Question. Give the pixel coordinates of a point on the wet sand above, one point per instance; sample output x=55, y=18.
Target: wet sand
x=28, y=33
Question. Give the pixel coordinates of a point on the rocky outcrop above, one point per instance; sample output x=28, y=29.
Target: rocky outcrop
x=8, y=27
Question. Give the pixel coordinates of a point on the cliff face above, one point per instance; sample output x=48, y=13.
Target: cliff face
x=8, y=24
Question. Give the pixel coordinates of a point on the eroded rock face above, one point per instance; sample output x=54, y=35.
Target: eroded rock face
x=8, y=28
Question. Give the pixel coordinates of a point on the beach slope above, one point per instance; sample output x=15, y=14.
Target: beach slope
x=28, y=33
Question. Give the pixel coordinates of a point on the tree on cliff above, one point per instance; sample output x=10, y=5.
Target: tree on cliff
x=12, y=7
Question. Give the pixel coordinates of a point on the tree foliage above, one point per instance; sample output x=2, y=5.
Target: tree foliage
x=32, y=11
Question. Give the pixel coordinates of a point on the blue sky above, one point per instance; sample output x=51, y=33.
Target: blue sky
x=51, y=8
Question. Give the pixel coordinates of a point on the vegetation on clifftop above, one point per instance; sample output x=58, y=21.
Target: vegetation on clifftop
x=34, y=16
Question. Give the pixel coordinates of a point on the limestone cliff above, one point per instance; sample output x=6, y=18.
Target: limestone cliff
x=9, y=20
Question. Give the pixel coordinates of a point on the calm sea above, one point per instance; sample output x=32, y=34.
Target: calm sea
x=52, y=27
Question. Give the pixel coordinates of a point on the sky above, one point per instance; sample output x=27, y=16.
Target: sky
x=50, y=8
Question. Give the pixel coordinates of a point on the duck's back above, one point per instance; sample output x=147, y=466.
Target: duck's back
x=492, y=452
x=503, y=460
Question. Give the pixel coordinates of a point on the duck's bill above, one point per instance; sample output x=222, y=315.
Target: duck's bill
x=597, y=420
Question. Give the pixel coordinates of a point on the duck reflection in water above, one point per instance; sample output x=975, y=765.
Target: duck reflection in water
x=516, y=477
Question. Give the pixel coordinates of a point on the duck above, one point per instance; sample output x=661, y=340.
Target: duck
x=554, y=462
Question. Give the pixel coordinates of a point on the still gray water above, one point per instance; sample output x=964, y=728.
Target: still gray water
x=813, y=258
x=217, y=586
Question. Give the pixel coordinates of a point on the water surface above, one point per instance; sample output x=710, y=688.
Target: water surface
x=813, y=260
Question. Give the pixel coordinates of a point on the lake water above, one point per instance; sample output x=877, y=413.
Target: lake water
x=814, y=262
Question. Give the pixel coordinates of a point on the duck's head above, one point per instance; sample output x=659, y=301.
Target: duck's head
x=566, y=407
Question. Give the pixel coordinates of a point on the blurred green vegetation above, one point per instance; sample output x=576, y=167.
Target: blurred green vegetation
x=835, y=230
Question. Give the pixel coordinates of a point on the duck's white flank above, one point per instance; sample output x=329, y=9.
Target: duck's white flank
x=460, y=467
# # # # # # #
Lay out everything in the records above, from the line containing "output x=661, y=340." down to the final line, as a JSON list of strings with one string per line and blank lines omitted.

## Output below:
[
  "Question. Give the pixel coordinates of a point on the duck above, one point per instance; sample output x=661, y=340.",
  "Target: duck",
  "x=554, y=462",
  "Question. Give the pixel coordinates of a point on the still gray water above, one point per instance; sample output x=964, y=728.",
  "Target: still gray water",
  "x=813, y=258",
  "x=217, y=586",
  "Question. Give the pixel coordinates of a point on the water surface above, one point per instance; sample output x=710, y=688.",
  "Target: water surface",
  "x=813, y=260",
  "Question. Give the pixel coordinates of a point on the lake water above, one point per instance; sample output x=877, y=413.",
  "Target: lake water",
  "x=814, y=262",
  "Question. Give the pixel coordinates of a point on the duck's head above, one point per instance; sample output x=659, y=301.",
  "Target: duck's head",
  "x=566, y=407",
  "Question. Give the pixel coordinates of a point on the blurred green vegetation above, one point per instance; sample output x=576, y=167.",
  "Target: blurred green vegetation",
  "x=835, y=230",
  "Question. Give the pixel coordinates of a point on the duck's white flank above, one point per instance; sample output x=329, y=9.",
  "Target: duck's white flank",
  "x=460, y=467"
]